» **WHAT IS NEEDED**:
Reproduce the lines of the listing below from the line containing "like [172, 152]." through the line containing "Target: man wearing bowler hat", both included, with nothing changed.

» **PROVIDED ENTRIES**:
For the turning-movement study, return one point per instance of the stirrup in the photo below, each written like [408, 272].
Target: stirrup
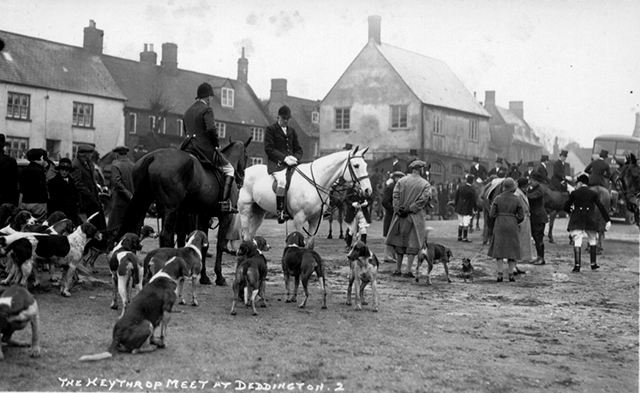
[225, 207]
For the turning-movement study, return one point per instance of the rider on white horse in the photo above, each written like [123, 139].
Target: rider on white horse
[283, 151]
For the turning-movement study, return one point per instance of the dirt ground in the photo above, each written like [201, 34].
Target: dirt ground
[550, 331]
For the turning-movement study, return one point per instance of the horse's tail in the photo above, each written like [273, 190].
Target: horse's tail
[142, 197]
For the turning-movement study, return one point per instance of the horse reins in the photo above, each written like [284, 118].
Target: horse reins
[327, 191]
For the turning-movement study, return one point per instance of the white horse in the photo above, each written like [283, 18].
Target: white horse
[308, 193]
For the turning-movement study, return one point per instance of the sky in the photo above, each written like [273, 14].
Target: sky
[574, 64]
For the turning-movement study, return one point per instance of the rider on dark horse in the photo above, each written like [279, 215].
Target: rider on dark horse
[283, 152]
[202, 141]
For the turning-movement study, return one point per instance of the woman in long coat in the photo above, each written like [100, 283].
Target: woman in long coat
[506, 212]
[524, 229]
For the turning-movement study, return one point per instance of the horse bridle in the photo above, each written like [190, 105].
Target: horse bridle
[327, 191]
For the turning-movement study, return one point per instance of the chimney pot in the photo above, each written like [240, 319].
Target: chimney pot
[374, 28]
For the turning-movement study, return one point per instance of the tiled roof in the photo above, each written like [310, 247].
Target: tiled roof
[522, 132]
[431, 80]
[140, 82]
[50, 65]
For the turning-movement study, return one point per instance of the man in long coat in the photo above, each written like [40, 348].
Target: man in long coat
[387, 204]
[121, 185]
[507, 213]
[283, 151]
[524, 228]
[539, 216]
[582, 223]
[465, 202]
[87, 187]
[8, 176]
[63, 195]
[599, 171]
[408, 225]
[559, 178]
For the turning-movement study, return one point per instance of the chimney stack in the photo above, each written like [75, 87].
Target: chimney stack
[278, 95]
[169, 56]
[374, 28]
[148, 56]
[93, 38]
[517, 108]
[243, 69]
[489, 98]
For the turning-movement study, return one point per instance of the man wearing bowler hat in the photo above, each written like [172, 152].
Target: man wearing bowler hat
---
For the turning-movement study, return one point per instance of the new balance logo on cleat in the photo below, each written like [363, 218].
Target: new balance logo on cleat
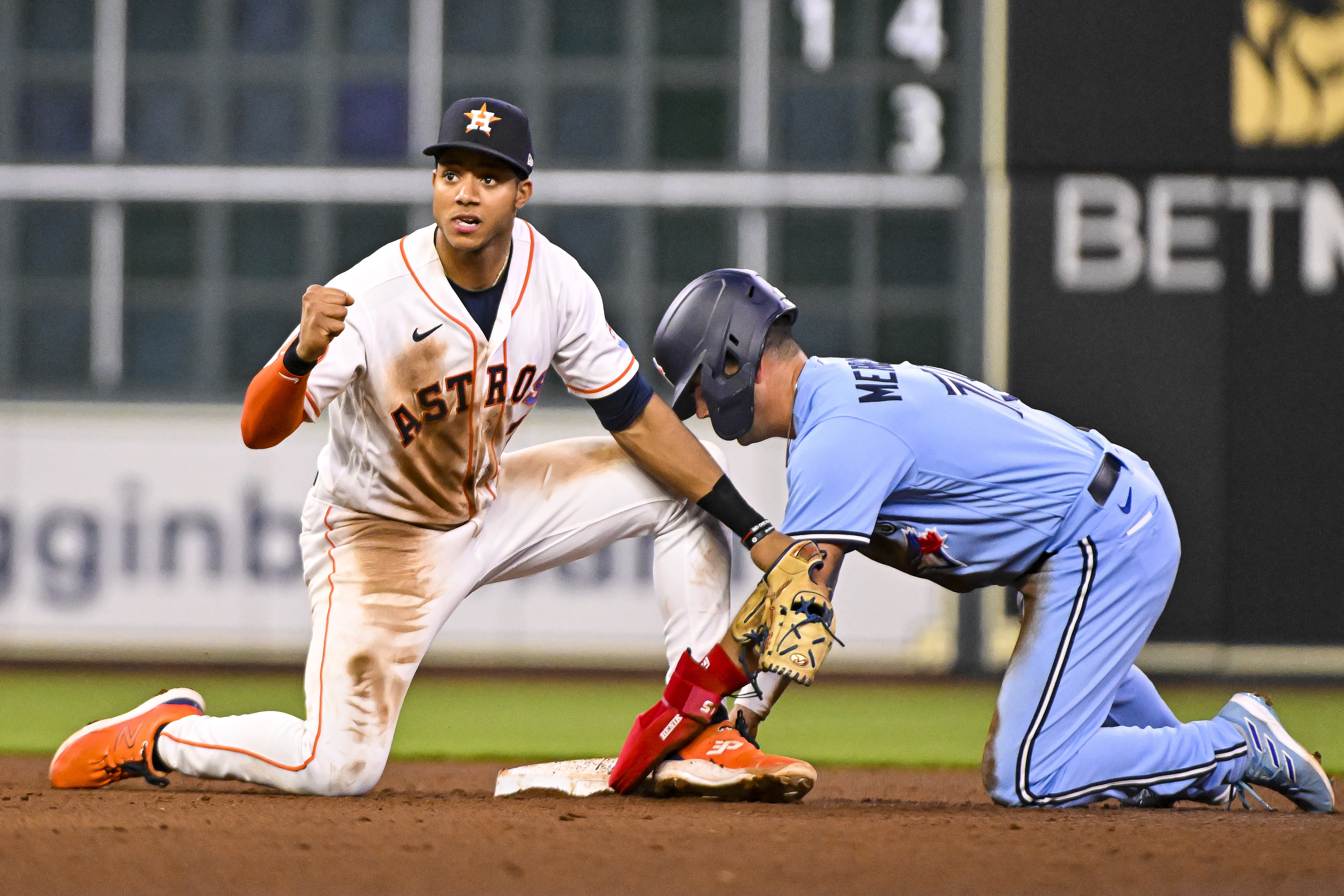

» **ANSWER TO THE TASK**:
For the turning-movement study, return one point per instance of the man wearing bowler hat in the photo above, each written like [172, 152].
Target: man wearing bowler hat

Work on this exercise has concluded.